What to do: Copy the 1922 Illinois news column starting at the words "A badger, the" and stopping after "through her gums.", substituting "beaver" for "badger".

Passage provided:
Thursday, April 12, 2007

Boy Dies of Antrax; Woman Cutting Third Set of Teeth

1922

Illinois News Happenings

Harold Challacombe, six years old, is dead at Alton of anthrax. It is not known how the child contracted the disease.

A badger, the first found in years, was captured on a farm near Sterling. The animal weighed more than seventy-five pounds.

With the completion of the transferring of 343 square inches of skin from sixty-four persons to the body of Helen Hoage, sixteen-year-old explosion victim, Belvidere physicians declare that the most extensive skin grafting operation ever attempted in northern Illinois is a success.

Mrs. S. P. Leith, aged seventy, of Farina, is cutting her third set of teeth. A few days ago she had her teeth extracted, expecting to replace them with false ones. Soon after her gums healed she noticed they were swelling and a few days later she announced that some of her third set of teeth were breaking through her gums.

Every living thing in the Salt Fork river from Sidney east to Homer Park and for an equal distance west of Sidney has been killed by acid carried into the river from the Boneyard ranch in Champaign and Urbana, according to a statement made by C. E. Huff, state inspector of the department of agriculture, of which the game and fish division is a part.

Sudden deaths and misfortunes have beset the Van Duse family of St. Charles. Mrs. Leo Van Hove fell dead in her husband's arms a few days ago. Before the inquest her brother, Peter Van Duse, went in a taxicab to take another brother, Alphonse, to the proceedings. The taxicab turned over several miles from St. Charles. Peter was killed. Alphonse was probably fatally injured. Gus Alleman, the driver, was seriously hurt.

Now comes the bathtub, for hogs. It is advocated by the farm bureau of Jo Daviess county. The bureau says a bathtub for hogs is just as necessary as a similar modern improvement for human beings. The hog must be kept sanitary, and the only way to do it is to build it a tub and let it wash. "It has been found," says the bureau publication, "that a bathtub made of planks, eight feet long, four feet wide and one foot deep is a good size. Place it in the shade, fill it half full of water, add one pint of a coal-tar dip as a disinfectant and a tablespoonful of crude oil on top. This bath can be cleaned out and renewed frequently. A sanitary bath has been found to prevent hog troubles from progressing."

—The Pointer, Riverdale/Dolton, Illinois, July 28, 1922, page 8.

Excerpted records:
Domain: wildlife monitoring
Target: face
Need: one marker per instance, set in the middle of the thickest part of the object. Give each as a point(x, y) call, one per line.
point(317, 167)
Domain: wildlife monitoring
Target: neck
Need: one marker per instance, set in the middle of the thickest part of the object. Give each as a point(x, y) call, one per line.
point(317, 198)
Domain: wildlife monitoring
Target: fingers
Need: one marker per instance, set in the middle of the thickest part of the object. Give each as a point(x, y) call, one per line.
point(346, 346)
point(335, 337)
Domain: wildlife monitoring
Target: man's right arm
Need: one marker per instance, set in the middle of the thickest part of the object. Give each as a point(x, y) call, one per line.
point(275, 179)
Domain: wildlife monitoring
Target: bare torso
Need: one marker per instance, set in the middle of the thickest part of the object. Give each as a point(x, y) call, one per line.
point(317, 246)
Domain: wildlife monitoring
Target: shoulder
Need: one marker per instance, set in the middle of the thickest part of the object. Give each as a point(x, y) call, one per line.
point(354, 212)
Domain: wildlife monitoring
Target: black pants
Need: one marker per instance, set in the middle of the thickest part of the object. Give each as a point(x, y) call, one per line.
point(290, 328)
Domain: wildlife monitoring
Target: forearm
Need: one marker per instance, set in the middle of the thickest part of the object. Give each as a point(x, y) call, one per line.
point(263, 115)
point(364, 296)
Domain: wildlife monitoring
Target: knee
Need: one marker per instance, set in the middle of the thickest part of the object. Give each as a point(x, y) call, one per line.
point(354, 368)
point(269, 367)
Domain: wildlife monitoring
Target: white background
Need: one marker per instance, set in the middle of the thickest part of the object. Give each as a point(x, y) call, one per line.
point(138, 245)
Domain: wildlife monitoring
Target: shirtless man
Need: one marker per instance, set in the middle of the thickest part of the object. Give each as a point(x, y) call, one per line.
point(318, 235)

Solution:
A beaver, the first found in years, was captured on a farm near Sterling. The animal weighed more than seventy-five pounds.

With the completion of the transferring of 343 square inches of skin from sixty-four persons to the body of Helen Hoage, sixteen-year-old explosion victim, Belvidere physicians declare that the most extensive skin grafting operation ever attempted in northern Illinois is a success.

Mrs. S. P. Leith, aged seventy, of Farina, is cutting her third set of teeth. A few days ago she had her teeth extracted, expecting to replace them with false ones. Soon after her gums healed she noticed they were swelling and a few days later she announced that some of her third set of teeth were breaking through her gums.